I have been pulling my hair out with a small VI3 implementation running against an IBM DS3300 iSCSI array.  Performance, for lack of a better term, sucked.  Granted, the DS3300 is not an enterprise level workhorse of a storage system, but it fit the budget.  Read performance was decent from the array, but write performance was terrible, maxing out at 10Mpbs throughput and insanely high latencies on long writes when the system was under load.  This led to some long P2V operations, poor guest performance, and some questions from the project sponsors on why I couldn’t make the environment sing.

The system was configured with a single controller with dual GigE NIC’s.  The controller had 512MB of battery backed cache (there is also a 1GB cache upgrade option available).  I wrote off some of the poor performance to a single controller with a less-than-optimal amount of cache; blamed the SAS controller to SATA disk command translation overhead; cringed at the 6 disk RAID5 configuration; and engaged in some self doubting.  I convinced the powers that be that we were IO constrained and got some funds to fill out the 3U chassis to a full 12 SATA disks, and reconfigured the array as a RAID10.  Performance gains were almost unnoticeable with these changes.  In addition, I did some basic troubleshooting of the network environment, verifying multiple paths to the storage, setting Flow Control on the switches to receive only, and double-checked my iSCSI initiator settings.  Note: The DS3300 is only supported with the ESX software initiator.  I found documentation on the DS3300 to be lacking, but did discover that the Dell MD3000i is based on the same LSI Engenio array.  Some Googling on the Dell solution led to to the ‘SMcli’ command line interface for both arrays.   The commands are slighly different for the Dell and IBM.  The links to the IBM CLI documentation were broken, so I had to do a bit of trial and error to get the commands right.  I used the Dell documentation as a starting point.  (Rant: Seriously, IBM?  Can you make your documentation any harder to get through – is it a Redbook, is it an Engineering Whitepaper, is it a support document, is it a case study – and why can I only find these with complex Google searches, not on your own product pages, and why can’t you name for documents intelligently, not with some random string of characters).

Moving on… I received an automated alert from the DS3300 about an incomplete battery learn cycle.  Using the IBM Storage Manager GUI I generated a  Storage Subsystem Profile’ from the Support tab to check the battery status.  In the profile I discovered that while write cache was enabled, it had a status of “Enabled (Suspended)”.   Ah ha!  Now I’ve got some decent Google material that led me to this: http://communities.vmware.com/thread/195838.  Hot damn I love the VMware Community Forums!

> Data extract:
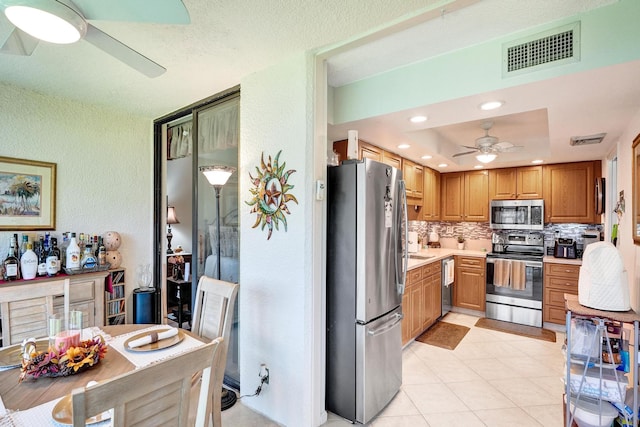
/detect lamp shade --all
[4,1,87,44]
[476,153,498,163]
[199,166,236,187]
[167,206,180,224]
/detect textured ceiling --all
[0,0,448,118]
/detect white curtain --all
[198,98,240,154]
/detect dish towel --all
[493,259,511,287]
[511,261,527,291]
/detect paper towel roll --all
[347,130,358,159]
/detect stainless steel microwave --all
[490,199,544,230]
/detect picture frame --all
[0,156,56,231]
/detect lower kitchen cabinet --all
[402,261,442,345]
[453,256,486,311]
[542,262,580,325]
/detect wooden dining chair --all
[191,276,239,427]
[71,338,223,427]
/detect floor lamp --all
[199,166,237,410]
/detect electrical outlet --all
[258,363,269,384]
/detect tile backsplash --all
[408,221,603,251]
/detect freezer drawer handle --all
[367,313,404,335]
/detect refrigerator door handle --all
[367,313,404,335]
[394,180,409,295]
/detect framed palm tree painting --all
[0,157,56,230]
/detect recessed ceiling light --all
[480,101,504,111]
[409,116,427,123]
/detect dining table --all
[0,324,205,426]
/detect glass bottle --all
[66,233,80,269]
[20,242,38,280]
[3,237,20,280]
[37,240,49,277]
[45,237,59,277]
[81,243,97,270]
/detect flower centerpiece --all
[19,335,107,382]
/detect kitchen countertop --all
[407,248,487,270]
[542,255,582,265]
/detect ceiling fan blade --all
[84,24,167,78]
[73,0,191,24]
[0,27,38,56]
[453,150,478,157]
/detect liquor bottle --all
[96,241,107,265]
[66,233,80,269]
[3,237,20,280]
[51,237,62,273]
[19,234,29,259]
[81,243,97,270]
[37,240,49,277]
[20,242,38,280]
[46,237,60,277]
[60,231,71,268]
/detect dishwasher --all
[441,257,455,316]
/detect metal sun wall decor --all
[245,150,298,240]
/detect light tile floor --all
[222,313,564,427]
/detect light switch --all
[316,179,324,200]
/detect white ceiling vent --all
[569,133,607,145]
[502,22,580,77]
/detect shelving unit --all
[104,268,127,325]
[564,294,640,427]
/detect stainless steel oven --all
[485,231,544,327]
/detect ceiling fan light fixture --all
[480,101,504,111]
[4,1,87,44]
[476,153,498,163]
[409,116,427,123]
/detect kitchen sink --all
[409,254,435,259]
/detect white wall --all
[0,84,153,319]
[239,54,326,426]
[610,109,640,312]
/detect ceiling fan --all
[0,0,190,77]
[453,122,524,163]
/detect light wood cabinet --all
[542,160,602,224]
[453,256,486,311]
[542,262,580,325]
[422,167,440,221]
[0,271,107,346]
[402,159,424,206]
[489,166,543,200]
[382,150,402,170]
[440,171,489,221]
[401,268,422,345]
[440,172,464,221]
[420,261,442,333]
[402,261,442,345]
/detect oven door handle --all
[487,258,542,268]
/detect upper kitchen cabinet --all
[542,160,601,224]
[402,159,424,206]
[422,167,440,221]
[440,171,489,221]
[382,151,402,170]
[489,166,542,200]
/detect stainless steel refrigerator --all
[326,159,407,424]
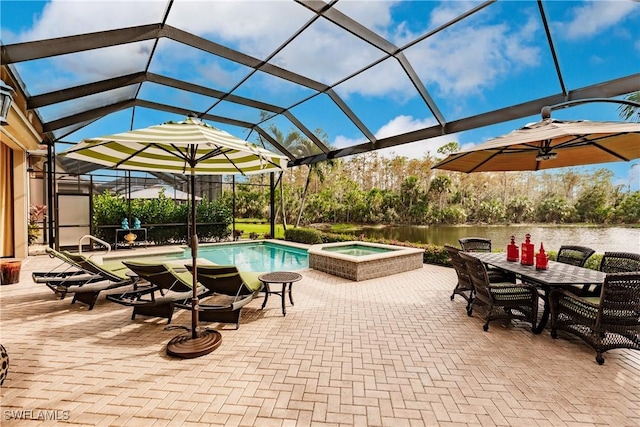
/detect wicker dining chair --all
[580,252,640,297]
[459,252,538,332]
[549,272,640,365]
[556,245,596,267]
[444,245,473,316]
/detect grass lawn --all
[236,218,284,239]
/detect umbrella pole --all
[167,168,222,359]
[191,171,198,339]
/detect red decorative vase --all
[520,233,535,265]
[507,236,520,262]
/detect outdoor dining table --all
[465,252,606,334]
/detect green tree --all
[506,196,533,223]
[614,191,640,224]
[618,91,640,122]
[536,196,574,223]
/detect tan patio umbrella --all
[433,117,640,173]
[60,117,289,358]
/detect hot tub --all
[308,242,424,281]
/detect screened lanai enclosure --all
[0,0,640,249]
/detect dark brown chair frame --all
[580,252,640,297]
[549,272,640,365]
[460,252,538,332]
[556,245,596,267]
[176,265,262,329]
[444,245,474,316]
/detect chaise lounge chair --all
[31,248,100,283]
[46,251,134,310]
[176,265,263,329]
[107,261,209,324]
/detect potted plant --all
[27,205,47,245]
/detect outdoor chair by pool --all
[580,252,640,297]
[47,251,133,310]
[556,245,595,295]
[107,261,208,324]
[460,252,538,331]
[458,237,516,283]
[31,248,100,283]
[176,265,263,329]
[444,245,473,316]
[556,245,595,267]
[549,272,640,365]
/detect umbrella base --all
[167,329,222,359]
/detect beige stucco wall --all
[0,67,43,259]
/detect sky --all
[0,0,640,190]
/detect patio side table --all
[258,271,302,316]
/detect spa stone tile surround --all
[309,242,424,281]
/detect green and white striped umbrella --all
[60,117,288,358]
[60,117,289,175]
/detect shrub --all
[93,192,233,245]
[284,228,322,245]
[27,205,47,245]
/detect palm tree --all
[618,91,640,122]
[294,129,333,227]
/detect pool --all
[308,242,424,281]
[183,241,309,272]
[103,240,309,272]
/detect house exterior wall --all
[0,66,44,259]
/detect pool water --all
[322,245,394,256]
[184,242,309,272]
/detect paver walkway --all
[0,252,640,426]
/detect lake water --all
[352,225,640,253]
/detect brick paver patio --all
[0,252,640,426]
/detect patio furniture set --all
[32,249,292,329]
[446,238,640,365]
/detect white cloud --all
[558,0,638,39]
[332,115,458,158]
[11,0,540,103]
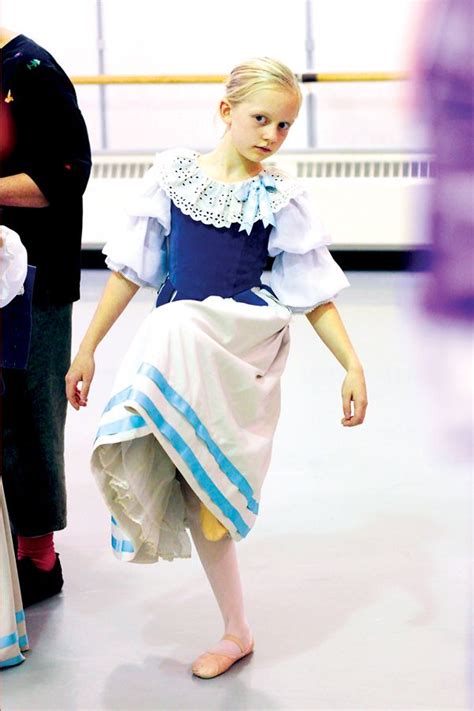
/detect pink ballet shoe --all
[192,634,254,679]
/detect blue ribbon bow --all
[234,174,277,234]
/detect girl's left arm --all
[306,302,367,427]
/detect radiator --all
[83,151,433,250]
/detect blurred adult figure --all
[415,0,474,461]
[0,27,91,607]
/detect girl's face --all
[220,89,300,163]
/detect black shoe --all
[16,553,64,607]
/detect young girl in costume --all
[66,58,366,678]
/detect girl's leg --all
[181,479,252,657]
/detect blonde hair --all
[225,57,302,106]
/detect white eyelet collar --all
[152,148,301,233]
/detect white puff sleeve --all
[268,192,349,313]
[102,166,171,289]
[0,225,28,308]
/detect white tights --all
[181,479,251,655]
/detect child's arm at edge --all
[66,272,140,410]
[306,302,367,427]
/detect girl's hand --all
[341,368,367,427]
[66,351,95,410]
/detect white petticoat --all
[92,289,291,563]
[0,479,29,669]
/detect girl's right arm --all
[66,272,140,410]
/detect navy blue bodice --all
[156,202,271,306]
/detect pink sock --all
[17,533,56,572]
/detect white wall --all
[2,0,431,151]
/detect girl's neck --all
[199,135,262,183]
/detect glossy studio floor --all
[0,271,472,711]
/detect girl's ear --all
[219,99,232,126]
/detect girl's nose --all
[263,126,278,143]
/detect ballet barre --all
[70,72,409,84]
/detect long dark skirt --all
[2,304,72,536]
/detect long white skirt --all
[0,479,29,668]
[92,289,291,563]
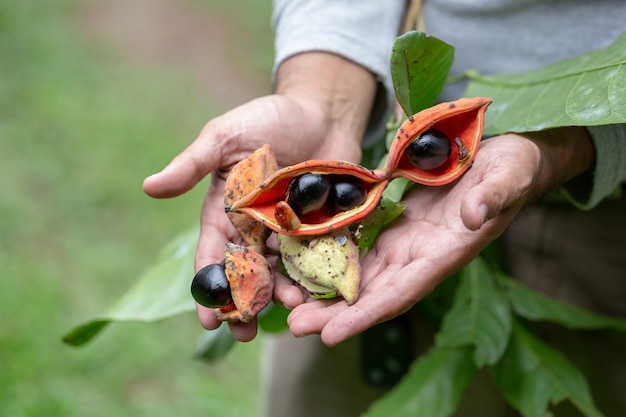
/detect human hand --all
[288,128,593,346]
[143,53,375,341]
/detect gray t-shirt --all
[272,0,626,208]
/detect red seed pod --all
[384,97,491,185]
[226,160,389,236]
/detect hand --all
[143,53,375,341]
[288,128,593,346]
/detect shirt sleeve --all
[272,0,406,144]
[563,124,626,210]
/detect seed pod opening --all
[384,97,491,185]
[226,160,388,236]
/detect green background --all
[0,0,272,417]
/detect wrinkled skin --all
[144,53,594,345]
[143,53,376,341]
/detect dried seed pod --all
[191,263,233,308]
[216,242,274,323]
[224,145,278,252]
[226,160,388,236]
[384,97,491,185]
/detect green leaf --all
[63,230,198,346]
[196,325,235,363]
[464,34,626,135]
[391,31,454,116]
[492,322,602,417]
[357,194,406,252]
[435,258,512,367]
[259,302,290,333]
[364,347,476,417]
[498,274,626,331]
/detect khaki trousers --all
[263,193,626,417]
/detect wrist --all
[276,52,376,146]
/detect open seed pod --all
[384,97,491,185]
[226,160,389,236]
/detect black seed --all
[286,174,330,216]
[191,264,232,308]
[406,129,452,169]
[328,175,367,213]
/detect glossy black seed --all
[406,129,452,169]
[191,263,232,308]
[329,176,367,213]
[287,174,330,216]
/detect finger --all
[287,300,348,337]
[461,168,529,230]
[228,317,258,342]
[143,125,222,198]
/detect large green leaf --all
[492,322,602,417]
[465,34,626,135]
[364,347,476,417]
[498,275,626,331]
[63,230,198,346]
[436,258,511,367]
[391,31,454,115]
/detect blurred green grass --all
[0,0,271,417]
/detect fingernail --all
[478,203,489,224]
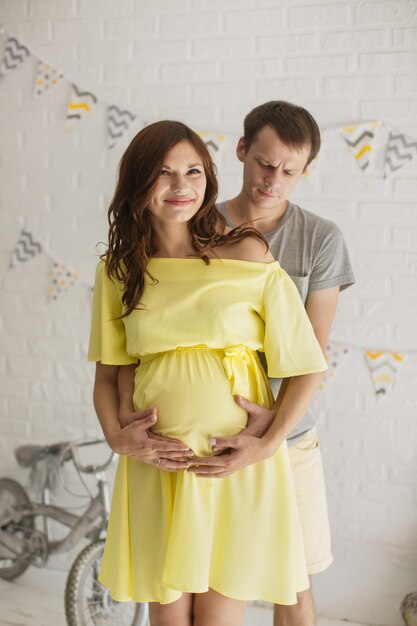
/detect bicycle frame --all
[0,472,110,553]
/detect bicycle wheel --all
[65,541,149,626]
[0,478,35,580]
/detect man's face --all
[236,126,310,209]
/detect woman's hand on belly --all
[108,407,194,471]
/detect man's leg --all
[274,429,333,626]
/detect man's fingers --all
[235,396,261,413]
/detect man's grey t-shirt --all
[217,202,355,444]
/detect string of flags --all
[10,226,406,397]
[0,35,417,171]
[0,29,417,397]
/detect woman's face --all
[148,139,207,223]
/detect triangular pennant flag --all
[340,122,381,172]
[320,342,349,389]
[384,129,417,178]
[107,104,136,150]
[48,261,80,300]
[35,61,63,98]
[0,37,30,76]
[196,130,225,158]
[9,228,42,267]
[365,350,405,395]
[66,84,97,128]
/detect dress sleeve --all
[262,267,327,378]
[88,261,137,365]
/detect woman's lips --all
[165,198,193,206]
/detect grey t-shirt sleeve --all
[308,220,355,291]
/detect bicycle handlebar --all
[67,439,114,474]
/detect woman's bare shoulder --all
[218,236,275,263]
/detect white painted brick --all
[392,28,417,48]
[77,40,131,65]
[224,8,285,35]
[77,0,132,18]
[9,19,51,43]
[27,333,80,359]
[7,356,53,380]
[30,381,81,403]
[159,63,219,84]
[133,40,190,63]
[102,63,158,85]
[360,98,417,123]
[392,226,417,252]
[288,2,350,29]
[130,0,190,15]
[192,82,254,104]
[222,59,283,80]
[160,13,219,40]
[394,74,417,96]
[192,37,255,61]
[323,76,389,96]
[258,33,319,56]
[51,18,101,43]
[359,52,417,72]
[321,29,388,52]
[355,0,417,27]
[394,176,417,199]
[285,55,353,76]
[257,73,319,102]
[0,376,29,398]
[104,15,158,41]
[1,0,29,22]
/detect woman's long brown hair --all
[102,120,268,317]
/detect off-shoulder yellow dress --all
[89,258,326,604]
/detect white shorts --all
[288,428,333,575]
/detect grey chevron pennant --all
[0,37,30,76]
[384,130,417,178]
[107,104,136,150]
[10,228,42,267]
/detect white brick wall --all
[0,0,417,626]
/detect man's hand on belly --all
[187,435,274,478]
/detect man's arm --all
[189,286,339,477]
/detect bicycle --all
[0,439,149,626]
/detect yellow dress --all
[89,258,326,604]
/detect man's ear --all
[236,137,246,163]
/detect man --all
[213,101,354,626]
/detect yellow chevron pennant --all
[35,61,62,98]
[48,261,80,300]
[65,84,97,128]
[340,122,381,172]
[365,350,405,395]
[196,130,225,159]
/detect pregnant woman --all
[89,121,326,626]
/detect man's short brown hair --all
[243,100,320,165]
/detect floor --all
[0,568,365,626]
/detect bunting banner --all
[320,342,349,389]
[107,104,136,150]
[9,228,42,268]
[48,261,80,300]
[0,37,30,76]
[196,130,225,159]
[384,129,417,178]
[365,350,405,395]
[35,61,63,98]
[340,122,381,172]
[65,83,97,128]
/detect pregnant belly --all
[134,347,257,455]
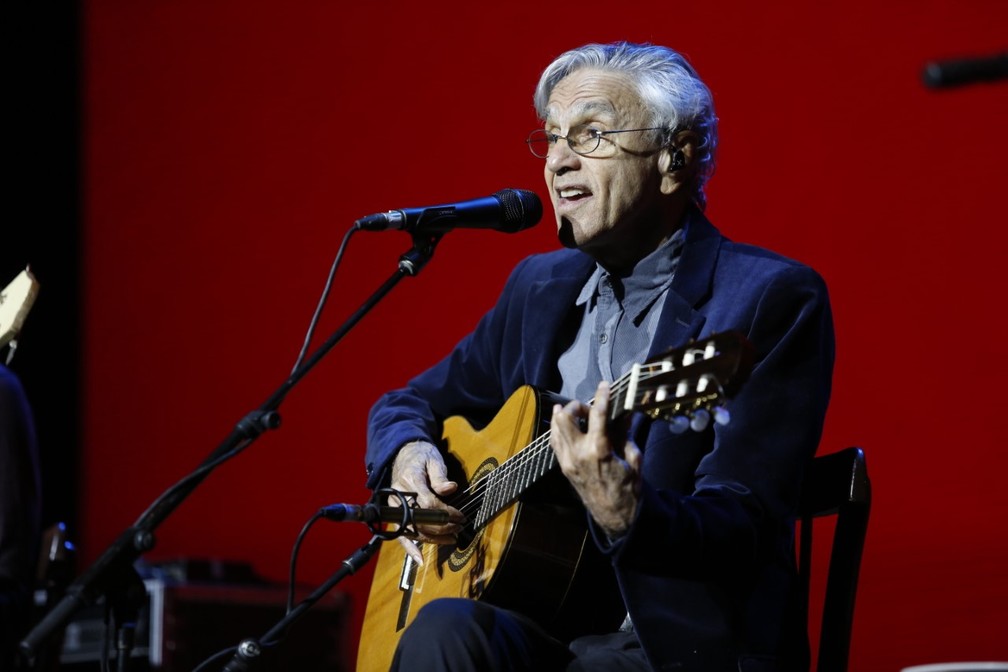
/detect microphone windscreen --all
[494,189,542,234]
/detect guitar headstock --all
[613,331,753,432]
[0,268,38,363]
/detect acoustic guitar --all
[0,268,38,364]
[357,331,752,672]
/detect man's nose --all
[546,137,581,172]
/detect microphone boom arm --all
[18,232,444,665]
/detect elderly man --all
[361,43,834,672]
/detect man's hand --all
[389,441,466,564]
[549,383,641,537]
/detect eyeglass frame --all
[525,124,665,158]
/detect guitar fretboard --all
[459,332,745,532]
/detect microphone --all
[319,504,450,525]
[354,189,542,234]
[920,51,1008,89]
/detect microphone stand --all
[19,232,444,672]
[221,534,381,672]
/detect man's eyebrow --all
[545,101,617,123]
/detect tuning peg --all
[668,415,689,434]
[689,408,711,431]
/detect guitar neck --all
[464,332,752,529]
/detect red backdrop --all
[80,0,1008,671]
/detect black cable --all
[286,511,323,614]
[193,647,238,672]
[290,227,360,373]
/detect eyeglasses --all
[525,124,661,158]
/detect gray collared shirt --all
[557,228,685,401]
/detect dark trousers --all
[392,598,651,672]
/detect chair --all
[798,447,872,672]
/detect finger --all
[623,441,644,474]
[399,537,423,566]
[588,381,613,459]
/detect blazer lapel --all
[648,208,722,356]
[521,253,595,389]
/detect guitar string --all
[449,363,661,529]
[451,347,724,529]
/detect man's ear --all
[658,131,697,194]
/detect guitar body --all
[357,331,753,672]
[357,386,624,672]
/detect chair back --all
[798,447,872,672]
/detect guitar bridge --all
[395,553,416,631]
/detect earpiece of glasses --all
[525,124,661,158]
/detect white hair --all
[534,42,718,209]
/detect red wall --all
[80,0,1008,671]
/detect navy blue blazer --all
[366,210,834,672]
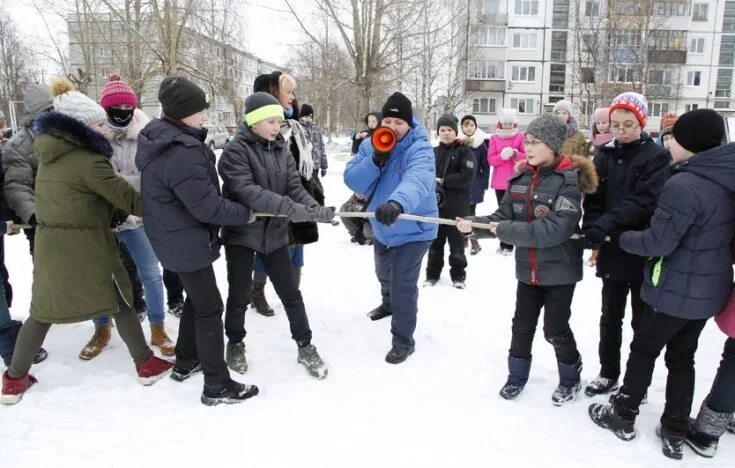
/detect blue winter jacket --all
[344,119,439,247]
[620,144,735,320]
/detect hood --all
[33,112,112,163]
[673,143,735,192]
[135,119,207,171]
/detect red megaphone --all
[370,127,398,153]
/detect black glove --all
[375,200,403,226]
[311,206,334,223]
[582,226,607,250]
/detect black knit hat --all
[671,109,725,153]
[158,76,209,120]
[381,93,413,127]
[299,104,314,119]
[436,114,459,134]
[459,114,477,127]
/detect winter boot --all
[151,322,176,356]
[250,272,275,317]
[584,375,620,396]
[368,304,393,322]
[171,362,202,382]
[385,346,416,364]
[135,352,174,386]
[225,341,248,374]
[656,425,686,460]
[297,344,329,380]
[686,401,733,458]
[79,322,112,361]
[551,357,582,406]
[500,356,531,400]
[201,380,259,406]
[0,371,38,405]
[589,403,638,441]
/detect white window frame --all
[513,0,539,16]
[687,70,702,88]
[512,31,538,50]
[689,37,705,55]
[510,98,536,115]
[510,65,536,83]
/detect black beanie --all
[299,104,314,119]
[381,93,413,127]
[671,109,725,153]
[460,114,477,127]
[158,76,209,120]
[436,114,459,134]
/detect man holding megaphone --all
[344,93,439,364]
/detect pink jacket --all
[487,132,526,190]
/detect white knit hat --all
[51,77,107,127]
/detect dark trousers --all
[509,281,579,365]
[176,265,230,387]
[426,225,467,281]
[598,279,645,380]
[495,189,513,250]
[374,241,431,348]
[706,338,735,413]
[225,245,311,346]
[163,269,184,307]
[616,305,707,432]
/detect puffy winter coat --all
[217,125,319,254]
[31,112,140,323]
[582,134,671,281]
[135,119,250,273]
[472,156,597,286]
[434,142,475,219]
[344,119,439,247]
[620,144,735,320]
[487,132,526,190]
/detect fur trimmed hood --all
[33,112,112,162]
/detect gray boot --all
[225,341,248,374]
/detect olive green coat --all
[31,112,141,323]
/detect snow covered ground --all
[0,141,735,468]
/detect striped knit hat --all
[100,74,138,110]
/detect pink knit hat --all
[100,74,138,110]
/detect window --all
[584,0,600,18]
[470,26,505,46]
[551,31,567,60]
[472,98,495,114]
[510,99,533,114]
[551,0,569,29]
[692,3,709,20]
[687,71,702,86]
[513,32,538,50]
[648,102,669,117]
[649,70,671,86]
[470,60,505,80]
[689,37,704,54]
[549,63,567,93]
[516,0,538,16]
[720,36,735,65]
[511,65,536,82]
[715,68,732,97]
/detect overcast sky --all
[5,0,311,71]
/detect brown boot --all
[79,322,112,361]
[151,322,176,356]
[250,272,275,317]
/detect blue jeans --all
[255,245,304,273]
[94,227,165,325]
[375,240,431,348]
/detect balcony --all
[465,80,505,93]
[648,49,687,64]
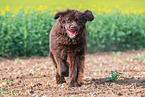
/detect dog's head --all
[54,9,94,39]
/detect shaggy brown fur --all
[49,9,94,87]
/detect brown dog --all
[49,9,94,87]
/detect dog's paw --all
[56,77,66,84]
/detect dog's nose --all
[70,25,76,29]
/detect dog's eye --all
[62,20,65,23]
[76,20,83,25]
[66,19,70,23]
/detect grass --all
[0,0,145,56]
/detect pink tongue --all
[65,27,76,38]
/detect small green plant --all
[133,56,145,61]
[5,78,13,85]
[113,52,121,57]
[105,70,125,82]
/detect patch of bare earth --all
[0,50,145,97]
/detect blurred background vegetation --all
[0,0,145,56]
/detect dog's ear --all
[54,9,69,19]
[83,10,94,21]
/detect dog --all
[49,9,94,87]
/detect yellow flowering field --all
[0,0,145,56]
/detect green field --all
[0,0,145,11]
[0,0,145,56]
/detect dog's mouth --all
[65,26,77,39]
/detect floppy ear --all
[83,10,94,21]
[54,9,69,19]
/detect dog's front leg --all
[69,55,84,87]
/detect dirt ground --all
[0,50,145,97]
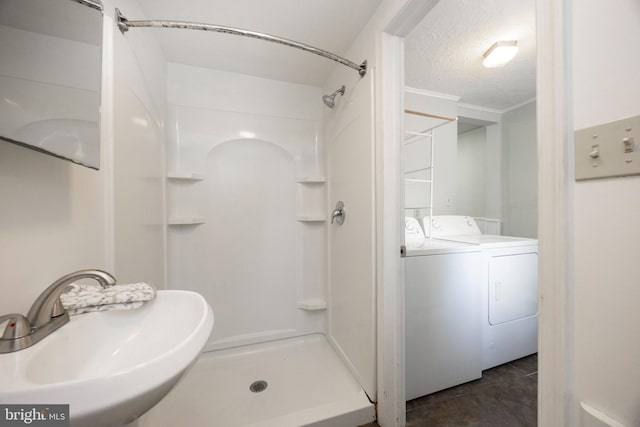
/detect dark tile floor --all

> Stated exercise 1:
Answer these questions about the DS3300 post:
(a) How much battery-backed cache did the controller have?
(b) What RAID level was the array reconfigured as after it was filled to 12 disks?
(c) What status did the write cache show in the profile?
> Stated exercise 2:
For each statement, decide whether the DS3300 post supports it. Answer yes or no, and quote the words from the post that decide it.
(a) The DS3300 is supported with hardware iSCSI initiators in ESX.
(b) The Dell MD3000i is based on the same LSI Engenio array as the DS3300.
(c) Filling the chassis to 12 disks brought a large performance gain.

> Task solution 1:
(a) 512MB
(b) RAID10
(c) "Enabled (Suspended)"

> Task solution 2:
(a) No: "The DS3300 is only supported with the ESX software initiator."
(b) Yes: "did discover that the Dell MD3000i is based on the same LSI Engenio array"
(c) No: "Performance gains were almost unnoticeable with these changes."